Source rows
□ □ □ □

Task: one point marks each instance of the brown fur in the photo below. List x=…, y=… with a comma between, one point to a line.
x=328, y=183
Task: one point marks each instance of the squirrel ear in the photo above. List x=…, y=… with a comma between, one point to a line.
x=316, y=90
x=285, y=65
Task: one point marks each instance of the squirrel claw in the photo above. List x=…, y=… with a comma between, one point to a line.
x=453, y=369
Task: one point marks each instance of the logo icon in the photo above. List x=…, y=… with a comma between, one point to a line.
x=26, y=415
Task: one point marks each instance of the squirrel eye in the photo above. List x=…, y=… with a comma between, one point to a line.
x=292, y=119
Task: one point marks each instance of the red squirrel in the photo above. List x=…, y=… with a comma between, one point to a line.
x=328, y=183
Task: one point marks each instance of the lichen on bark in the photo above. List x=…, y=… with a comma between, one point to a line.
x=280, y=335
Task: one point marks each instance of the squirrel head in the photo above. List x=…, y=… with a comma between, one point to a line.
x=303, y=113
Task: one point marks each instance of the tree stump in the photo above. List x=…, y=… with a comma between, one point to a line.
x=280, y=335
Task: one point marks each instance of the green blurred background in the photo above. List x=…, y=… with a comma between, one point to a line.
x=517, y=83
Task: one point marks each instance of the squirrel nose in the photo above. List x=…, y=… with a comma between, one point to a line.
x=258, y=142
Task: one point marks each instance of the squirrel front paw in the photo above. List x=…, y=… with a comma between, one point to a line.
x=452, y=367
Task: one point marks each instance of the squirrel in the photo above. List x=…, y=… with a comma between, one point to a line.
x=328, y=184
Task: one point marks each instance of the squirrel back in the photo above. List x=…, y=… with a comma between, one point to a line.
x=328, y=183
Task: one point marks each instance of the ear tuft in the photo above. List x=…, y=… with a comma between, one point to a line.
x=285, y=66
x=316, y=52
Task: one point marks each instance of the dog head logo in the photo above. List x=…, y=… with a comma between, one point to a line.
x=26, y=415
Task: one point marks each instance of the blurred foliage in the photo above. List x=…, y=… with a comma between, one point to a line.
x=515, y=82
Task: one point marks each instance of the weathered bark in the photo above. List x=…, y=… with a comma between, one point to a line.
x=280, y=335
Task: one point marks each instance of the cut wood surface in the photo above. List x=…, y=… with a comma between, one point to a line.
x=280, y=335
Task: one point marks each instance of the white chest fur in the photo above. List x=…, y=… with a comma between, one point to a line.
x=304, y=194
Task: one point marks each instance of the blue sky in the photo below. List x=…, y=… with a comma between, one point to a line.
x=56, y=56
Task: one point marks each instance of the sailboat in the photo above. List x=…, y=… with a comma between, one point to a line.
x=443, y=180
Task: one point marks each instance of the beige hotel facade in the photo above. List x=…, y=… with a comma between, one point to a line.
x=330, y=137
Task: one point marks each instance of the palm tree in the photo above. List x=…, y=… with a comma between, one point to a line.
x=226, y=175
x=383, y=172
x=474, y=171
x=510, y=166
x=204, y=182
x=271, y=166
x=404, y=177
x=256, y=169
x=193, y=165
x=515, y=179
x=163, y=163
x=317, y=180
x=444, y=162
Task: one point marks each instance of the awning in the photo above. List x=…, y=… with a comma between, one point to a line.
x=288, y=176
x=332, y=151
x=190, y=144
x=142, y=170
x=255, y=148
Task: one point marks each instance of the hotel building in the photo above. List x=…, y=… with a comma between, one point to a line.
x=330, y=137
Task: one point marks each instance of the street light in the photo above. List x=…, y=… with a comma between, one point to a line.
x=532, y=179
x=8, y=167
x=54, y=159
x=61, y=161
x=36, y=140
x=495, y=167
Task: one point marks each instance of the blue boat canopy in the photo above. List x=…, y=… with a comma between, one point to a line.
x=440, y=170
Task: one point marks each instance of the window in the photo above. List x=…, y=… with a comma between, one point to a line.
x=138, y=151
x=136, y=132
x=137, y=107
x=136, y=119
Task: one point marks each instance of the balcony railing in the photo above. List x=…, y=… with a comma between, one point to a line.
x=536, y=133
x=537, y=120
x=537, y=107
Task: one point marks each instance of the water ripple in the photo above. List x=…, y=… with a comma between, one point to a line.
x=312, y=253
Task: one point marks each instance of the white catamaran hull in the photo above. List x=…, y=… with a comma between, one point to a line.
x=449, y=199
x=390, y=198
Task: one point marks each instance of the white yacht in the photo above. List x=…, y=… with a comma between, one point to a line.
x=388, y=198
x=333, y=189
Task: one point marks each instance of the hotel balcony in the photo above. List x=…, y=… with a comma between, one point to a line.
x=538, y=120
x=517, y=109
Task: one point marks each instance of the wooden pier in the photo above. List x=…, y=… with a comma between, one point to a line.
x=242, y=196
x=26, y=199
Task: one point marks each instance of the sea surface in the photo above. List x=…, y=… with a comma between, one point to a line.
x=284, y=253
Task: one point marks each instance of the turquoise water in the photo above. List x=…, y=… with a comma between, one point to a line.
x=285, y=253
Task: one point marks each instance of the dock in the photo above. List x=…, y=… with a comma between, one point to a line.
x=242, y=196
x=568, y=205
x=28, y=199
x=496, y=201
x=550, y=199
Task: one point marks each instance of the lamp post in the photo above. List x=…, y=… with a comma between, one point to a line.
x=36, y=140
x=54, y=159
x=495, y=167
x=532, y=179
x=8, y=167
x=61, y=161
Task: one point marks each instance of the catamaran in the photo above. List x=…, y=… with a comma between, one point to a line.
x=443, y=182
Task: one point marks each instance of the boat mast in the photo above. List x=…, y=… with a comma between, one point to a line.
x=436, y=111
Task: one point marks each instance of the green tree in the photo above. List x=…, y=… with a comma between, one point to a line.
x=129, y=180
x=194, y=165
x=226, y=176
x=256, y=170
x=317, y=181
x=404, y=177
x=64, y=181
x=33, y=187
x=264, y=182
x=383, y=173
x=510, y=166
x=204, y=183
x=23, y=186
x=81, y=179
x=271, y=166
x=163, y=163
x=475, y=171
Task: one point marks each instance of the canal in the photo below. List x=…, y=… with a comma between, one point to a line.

□ □ □ □

● Problem
Scale the x and y coordinates in the answers by 1.3, rounding to whole numbers with halves going up. Rewrite every line from the one containing "Task: one point marks each instance of the squirrel nose" through the one containing "x=452, y=367", keeping the requests unchanged.

● Result
Task: one point marks each instance of the squirrel nose in the photo above. List x=…, y=… with a comma between, one point to a line.
x=335, y=185
Task: one point marks each instance of the squirrel front paw in the photo above. List x=…, y=… with a comma between, one point to a line.
x=588, y=477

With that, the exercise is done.